Problem to work on :: Retype nothing but the lines running from the line that contains "[tag] crown molding (a dot for each instance)" to the last line, both ends included, and skip every image.

Image point annotation entries
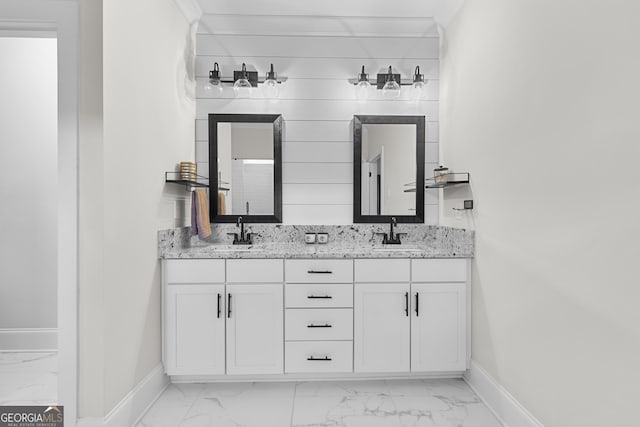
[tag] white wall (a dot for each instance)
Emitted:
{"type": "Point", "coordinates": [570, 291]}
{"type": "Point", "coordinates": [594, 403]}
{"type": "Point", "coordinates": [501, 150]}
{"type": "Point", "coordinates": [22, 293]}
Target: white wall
{"type": "Point", "coordinates": [28, 184]}
{"type": "Point", "coordinates": [539, 103]}
{"type": "Point", "coordinates": [148, 114]}
{"type": "Point", "coordinates": [318, 55]}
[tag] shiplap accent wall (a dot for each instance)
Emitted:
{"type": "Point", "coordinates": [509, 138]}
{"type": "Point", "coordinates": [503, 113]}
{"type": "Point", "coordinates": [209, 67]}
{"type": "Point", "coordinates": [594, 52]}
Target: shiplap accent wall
{"type": "Point", "coordinates": [318, 55]}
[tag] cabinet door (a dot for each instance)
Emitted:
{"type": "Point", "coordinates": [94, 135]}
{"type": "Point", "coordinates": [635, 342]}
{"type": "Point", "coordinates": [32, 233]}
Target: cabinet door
{"type": "Point", "coordinates": [255, 342]}
{"type": "Point", "coordinates": [194, 330]}
{"type": "Point", "coordinates": [381, 327]}
{"type": "Point", "coordinates": [438, 327]}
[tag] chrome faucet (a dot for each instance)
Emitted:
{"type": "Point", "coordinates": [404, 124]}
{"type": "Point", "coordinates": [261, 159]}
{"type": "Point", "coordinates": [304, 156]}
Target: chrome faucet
{"type": "Point", "coordinates": [391, 238]}
{"type": "Point", "coordinates": [242, 238]}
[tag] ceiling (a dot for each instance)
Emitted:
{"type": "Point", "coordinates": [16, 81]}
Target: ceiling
{"type": "Point", "coordinates": [441, 10]}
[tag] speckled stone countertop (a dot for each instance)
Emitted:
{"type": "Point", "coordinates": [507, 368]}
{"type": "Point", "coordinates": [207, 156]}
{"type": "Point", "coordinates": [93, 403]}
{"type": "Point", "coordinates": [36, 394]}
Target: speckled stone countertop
{"type": "Point", "coordinates": [345, 241]}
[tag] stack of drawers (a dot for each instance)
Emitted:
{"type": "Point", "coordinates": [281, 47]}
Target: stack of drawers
{"type": "Point", "coordinates": [318, 316]}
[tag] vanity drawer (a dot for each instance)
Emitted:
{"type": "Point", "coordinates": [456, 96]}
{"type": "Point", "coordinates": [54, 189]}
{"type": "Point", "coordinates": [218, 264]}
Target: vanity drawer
{"type": "Point", "coordinates": [318, 295]}
{"type": "Point", "coordinates": [439, 270]}
{"type": "Point", "coordinates": [382, 270]}
{"type": "Point", "coordinates": [318, 324]}
{"type": "Point", "coordinates": [318, 356]}
{"type": "Point", "coordinates": [319, 271]}
{"type": "Point", "coordinates": [194, 271]}
{"type": "Point", "coordinates": [254, 271]}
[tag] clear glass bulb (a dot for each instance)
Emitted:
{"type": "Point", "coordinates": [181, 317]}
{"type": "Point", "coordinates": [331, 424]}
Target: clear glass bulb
{"type": "Point", "coordinates": [391, 89]}
{"type": "Point", "coordinates": [271, 88]}
{"type": "Point", "coordinates": [242, 88]}
{"type": "Point", "coordinates": [362, 90]}
{"type": "Point", "coordinates": [416, 91]}
{"type": "Point", "coordinates": [213, 87]}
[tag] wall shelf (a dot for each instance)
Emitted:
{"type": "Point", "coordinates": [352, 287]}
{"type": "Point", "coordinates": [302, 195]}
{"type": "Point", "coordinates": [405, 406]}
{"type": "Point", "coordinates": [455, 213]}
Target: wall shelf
{"type": "Point", "coordinates": [174, 178]}
{"type": "Point", "coordinates": [452, 179]}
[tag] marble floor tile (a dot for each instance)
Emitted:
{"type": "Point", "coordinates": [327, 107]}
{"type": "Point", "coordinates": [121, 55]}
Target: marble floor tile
{"type": "Point", "coordinates": [401, 403]}
{"type": "Point", "coordinates": [29, 378]}
{"type": "Point", "coordinates": [172, 405]}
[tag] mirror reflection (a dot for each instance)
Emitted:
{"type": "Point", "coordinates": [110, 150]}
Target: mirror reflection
{"type": "Point", "coordinates": [388, 169]}
{"type": "Point", "coordinates": [245, 168]}
{"type": "Point", "coordinates": [388, 156]}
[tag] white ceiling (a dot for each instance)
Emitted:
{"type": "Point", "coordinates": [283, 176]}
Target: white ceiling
{"type": "Point", "coordinates": [441, 10]}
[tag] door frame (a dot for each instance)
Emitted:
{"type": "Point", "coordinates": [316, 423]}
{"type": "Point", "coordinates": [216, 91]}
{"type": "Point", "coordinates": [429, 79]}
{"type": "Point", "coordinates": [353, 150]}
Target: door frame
{"type": "Point", "coordinates": [44, 18]}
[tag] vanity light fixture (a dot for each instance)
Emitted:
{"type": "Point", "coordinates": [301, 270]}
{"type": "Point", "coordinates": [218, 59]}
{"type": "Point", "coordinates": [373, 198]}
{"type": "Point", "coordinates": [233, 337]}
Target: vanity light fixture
{"type": "Point", "coordinates": [242, 85]}
{"type": "Point", "coordinates": [271, 84]}
{"type": "Point", "coordinates": [214, 85]}
{"type": "Point", "coordinates": [390, 84]}
{"type": "Point", "coordinates": [362, 85]}
{"type": "Point", "coordinates": [418, 85]}
{"type": "Point", "coordinates": [243, 82]}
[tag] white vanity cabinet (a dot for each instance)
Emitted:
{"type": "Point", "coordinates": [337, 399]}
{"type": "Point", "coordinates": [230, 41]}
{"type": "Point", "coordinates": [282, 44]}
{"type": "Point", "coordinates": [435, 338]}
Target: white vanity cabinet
{"type": "Point", "coordinates": [318, 316]}
{"type": "Point", "coordinates": [215, 327]}
{"type": "Point", "coordinates": [194, 323]}
{"type": "Point", "coordinates": [410, 315]}
{"type": "Point", "coordinates": [304, 318]}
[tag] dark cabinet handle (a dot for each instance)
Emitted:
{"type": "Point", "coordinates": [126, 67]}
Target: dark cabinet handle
{"type": "Point", "coordinates": [406, 304]}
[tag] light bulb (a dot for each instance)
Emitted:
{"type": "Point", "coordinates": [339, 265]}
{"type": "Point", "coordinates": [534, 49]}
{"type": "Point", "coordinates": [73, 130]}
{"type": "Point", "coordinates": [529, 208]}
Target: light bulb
{"type": "Point", "coordinates": [417, 86]}
{"type": "Point", "coordinates": [363, 85]}
{"type": "Point", "coordinates": [213, 87]}
{"type": "Point", "coordinates": [391, 89]}
{"type": "Point", "coordinates": [416, 91]}
{"type": "Point", "coordinates": [271, 88]}
{"type": "Point", "coordinates": [242, 88]}
{"type": "Point", "coordinates": [362, 90]}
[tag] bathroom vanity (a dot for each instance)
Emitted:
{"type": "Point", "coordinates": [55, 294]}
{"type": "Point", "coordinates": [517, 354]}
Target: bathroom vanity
{"type": "Point", "coordinates": [283, 310]}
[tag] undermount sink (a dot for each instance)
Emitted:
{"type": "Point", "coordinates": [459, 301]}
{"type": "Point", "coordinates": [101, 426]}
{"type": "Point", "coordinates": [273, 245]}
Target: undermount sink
{"type": "Point", "coordinates": [397, 248]}
{"type": "Point", "coordinates": [237, 248]}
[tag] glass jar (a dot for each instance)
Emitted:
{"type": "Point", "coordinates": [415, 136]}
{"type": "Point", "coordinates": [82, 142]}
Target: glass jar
{"type": "Point", "coordinates": [441, 175]}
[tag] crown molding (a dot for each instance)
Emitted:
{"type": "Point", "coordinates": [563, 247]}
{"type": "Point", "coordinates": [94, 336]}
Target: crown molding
{"type": "Point", "coordinates": [190, 9]}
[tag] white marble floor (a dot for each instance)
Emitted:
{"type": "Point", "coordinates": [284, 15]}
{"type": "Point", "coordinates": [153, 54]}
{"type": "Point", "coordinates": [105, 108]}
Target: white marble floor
{"type": "Point", "coordinates": [401, 403]}
{"type": "Point", "coordinates": [28, 378]}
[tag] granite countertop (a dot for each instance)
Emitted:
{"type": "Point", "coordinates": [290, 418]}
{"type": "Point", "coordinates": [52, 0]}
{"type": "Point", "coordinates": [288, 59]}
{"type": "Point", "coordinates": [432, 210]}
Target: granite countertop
{"type": "Point", "coordinates": [345, 241]}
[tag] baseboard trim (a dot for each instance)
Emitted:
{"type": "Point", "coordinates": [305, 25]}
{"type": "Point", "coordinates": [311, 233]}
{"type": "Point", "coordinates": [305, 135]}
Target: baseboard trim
{"type": "Point", "coordinates": [29, 339]}
{"type": "Point", "coordinates": [505, 407]}
{"type": "Point", "coordinates": [135, 404]}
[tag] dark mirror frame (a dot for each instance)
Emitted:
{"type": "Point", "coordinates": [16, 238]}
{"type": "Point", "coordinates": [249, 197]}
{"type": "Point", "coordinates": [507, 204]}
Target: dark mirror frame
{"type": "Point", "coordinates": [358, 121]}
{"type": "Point", "coordinates": [276, 119]}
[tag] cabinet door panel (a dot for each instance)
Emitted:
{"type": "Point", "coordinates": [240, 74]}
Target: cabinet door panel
{"type": "Point", "coordinates": [195, 333]}
{"type": "Point", "coordinates": [255, 329]}
{"type": "Point", "coordinates": [438, 328]}
{"type": "Point", "coordinates": [381, 328]}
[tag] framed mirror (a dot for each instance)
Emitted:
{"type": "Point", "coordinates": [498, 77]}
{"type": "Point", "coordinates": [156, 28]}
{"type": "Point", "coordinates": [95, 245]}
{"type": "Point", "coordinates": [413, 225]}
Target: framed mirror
{"type": "Point", "coordinates": [245, 167]}
{"type": "Point", "coordinates": [388, 161]}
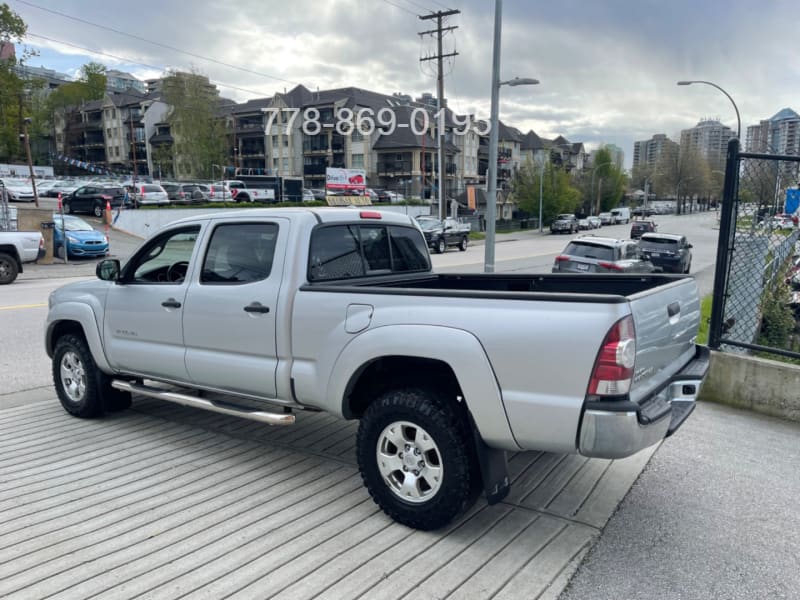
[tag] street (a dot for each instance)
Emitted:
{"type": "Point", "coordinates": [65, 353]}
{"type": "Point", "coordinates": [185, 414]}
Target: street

Final result ::
[tag] crown molding (a dot for each instance)
Emitted:
{"type": "Point", "coordinates": [563, 247]}
{"type": "Point", "coordinates": [94, 336]}
Target: crown molding
{"type": "Point", "coordinates": [190, 9]}
[tag] white marble floor (a dot for each instance)
Emitted:
{"type": "Point", "coordinates": [284, 15]}
{"type": "Point", "coordinates": [153, 54]}
{"type": "Point", "coordinates": [105, 108]}
Target: white marble floor
{"type": "Point", "coordinates": [401, 403]}
{"type": "Point", "coordinates": [28, 378]}
[tag] granite countertop (a dot for each instance)
Emitted:
{"type": "Point", "coordinates": [290, 418]}
{"type": "Point", "coordinates": [52, 0]}
{"type": "Point", "coordinates": [288, 59]}
{"type": "Point", "coordinates": [432, 210]}
Target: granite countertop
{"type": "Point", "coordinates": [345, 241]}
[tag] baseboard trim (a dot for each instance)
Emitted:
{"type": "Point", "coordinates": [305, 25]}
{"type": "Point", "coordinates": [311, 233]}
{"type": "Point", "coordinates": [305, 135]}
Target: baseboard trim
{"type": "Point", "coordinates": [29, 339]}
{"type": "Point", "coordinates": [505, 407]}
{"type": "Point", "coordinates": [135, 404]}
[tag] dark mirror frame (a dot for each instance)
Emitted:
{"type": "Point", "coordinates": [16, 238]}
{"type": "Point", "coordinates": [249, 197]}
{"type": "Point", "coordinates": [507, 204]}
Target: dark mirror frame
{"type": "Point", "coordinates": [358, 121]}
{"type": "Point", "coordinates": [276, 119]}
[tag] cabinet door panel (a dot for each instance)
Emitted:
{"type": "Point", "coordinates": [240, 74]}
Target: cabinet door panel
{"type": "Point", "coordinates": [195, 333]}
{"type": "Point", "coordinates": [255, 329]}
{"type": "Point", "coordinates": [438, 328]}
{"type": "Point", "coordinates": [381, 328]}
[tag] framed mirror (a dot for each instance)
Emitted:
{"type": "Point", "coordinates": [498, 77]}
{"type": "Point", "coordinates": [156, 28]}
{"type": "Point", "coordinates": [95, 245]}
{"type": "Point", "coordinates": [413, 225]}
Target: framed mirror
{"type": "Point", "coordinates": [245, 167]}
{"type": "Point", "coordinates": [388, 161]}
[tag] street (a dot for each instance)
Emitted:
{"type": "Point", "coordinates": [65, 353]}
{"type": "Point", "coordinates": [185, 414]}
Target: street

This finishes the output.